Consignes:
1. D'après l'entretien sur l'IA dans l'éducation, quelles structures ont développé la formation Objectif IA, et avec quel partenaire ?
2. Rédigez la suite de l'entretien sur l'IA dans l'éducation, à partir de sa dernière phrase.

Texte fourni:
.....
Rechercher un rapport, une publication, un expert...
L'Institut Montaigne propose une plateforme d'Expressions consacrée au débat et à l’actualité. Il offre un espace de décryptages et de dialogues pour valoriser le débat contradictoire et l'émergence de voix nouvelles.
29/05/2020

L'IA au service de l'éducation : pour quoi faire ?

Trois questions à Christophe Gomes

L'IA au service de l'éducation : pour quoi faire ?
 Christophe Gomes
Directeur d'Agir pour l'école

La formation Objectif IA développée par l’Institut Montaigne et OpenClassrooms en partenariat avec la Fondation Abeona présente certains exemples d'initiatives qui font usage d'intelligence artificielle dans le domaine de l’éducation, par exemple pour complémenter l’apprentissage de la lecture et de l’écriture. En quoi l’IA et l’apprentissage machine peuvent-elles être utilisées au service de notre propre apprentissage ? Analyse de Christophe Gomes, directeur d’Agir pour l'école

Nous parlons très souvent de l'importance de se former aux métiers du numérique et de comprendre les nouvelles technologies qui émergent, comme l'intelligence artificielle. Mais cette technologie peut-elle aussi nous aider à nous former et à apprendre ? 

Il est en effet primordial de se former à ce monde qui vient, qui est même déjà tout à fait là. Comprendre les nouveaux développements de ces technologies pas si nouvelles et leurs enjeux est crucial pour le décideur public ou privé, l’enseignant ou l’élève plus ou moins avancé, le consommateur et le citoyen qui voient leurs vies traversées par l’intelligence artificielle.
 
C’est nécessaire, ne serait-ce que pour sortir d’un certain nombre de craintes ou d’espoirs, fondés ou pas, vis-à-vis de cette technologie. Cela permet aussi de ne pas appréhender cet usage par le seul temps passé devant un écran ou le seul point de savoir si cela remplace les professeurs dans le champ de l’éducation.
 
Incontestablement, cette technologie peut nous aider à nous former et à apprendre, car ces activités demandent par exemple un accès adapté et ciblé à un très grand nombre d’informations, et selon une temporalité qui peut considérablement varier d’un individu à l’autre, ce qui est tout à fait dans la capacité de cette technologie. Et à partir d’un usage même partiel, en aidant des tâches répétitives, même imparfait, en nécessitant d'abord un contrôle appuyé, elle peut progresser et s’affiner pour répondre plus efficacement aux problématiques que l’humain lui confiera.

L'IA peut progresser et s’affiner pour répondre plus efficacement aux problématiques que l’humain lui confiera

Bien sûr, les enjeux de l’apprentissage et de la formation ne sont pas que ceux qui viennent d’être cités mais certaines contraintes limitent souvent les possibilités de réalisation pour un grand nombre d’élèves, quand cela repose uniquement sur l’intervention humaine : une journée d’école à ses limites, l’année scolaire n’est pas sans fin et les professeurs ne peuvent être partout à la fois, pour tous et immédiatement sous la forme qui conviendra à chacun.

Cette technologie est donc très utile dès aujourd’hui et son usage, intense et étendu, en l’enrichissant, ouvrira de nouvelles possibilités encore, au service de tous les experts et donc des professeurs.
.....
Descriptions de régions en langage naturel:
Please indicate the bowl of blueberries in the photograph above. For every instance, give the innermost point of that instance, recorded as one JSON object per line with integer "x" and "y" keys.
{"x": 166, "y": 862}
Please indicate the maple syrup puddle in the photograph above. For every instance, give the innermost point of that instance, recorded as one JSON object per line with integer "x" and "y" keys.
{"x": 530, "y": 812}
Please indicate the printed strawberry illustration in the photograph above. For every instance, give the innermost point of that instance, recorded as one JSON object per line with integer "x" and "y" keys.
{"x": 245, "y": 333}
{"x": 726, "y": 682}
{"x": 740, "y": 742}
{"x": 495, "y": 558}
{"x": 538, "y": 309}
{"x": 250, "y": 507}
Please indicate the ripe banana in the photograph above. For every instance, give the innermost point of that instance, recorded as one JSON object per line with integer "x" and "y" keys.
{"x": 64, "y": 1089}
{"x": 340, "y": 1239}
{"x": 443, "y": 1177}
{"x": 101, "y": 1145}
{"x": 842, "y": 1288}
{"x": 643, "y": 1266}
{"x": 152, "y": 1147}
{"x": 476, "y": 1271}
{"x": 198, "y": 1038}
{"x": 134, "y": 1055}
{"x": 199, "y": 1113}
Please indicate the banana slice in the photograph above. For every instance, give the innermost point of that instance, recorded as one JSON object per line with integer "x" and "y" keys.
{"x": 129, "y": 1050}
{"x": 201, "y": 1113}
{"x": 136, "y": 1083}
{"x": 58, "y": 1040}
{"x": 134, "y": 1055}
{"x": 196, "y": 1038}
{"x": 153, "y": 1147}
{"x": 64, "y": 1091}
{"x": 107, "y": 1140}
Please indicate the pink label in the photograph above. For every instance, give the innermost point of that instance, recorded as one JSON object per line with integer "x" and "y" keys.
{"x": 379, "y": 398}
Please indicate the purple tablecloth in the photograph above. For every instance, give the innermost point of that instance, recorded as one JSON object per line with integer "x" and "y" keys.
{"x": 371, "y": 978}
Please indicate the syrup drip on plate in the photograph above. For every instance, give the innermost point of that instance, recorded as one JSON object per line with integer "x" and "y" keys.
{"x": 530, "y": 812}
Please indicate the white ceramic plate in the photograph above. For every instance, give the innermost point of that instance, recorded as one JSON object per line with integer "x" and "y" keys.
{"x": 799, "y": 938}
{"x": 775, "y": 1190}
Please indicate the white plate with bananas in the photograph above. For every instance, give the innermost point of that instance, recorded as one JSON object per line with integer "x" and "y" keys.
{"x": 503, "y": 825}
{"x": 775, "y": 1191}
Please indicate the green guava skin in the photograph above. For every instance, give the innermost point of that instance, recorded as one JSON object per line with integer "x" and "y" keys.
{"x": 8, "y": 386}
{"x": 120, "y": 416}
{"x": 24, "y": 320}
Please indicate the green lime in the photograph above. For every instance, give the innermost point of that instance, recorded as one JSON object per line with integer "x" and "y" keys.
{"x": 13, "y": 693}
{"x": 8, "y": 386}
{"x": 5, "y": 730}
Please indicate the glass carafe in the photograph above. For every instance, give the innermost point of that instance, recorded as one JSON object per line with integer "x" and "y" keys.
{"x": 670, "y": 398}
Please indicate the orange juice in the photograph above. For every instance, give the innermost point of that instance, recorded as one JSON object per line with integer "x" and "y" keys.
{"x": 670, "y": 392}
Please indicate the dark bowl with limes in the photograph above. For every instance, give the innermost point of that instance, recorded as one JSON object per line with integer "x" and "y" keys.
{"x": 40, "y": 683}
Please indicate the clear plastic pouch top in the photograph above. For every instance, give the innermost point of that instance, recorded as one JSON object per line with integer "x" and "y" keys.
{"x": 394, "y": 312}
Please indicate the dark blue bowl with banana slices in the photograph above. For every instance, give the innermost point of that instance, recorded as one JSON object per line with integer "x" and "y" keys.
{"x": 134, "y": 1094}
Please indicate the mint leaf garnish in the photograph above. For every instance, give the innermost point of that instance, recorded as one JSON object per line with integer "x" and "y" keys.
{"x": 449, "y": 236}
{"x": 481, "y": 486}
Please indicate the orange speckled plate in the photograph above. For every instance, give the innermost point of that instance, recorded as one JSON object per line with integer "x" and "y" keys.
.....
Réponses rédigées:
1. L'Institut Montaigne et OpenClassrooms, en partenariat avec la Fondation Abeona.

2.
On comprend bien comment l'IA peut s'appliquer à des problèmes clairement définis. Dans le cadre de l'apprentissage, le problème n'est-il pas plus complexe et spécifique à chaque élève ? 

Le problème général est complexe et les élèves vivent tous différemment la difficulté, mais ne peut-on pas approcher cette complexité comme une somme de sous-questions, et la spécificité de chaque élève comme recoupant néanmoins certains schémas généraux ?
 
Et enfin, accepter que ni l’être humain à lui seul, étant donné le volume de la tâche et les contraintes de notre société, ni la machine seule, étant donné ses limites évidentes et sa subtilité artificielle, ne pourront résoudre les défis majeurs qui se posent à l’éducation, permettrait de dessiner la voie d’une collaboration, d’un usage pertinent des possibilités que les deux ont à offrir.
 
La même interrogation sur le potentiel de l’application de l’intelligence artificielle traverse la médecine, pour des patients tous différents, et des pathologies ne s’exprimant jamais tout à fait à l’identique d’une personne à l’autre. Les usages y sont déjà pourtant légion et les métiers évoluent au contact de ces outils qui promettent des améliorations considérables des prises en charge, de l’accompagnement et des traitements.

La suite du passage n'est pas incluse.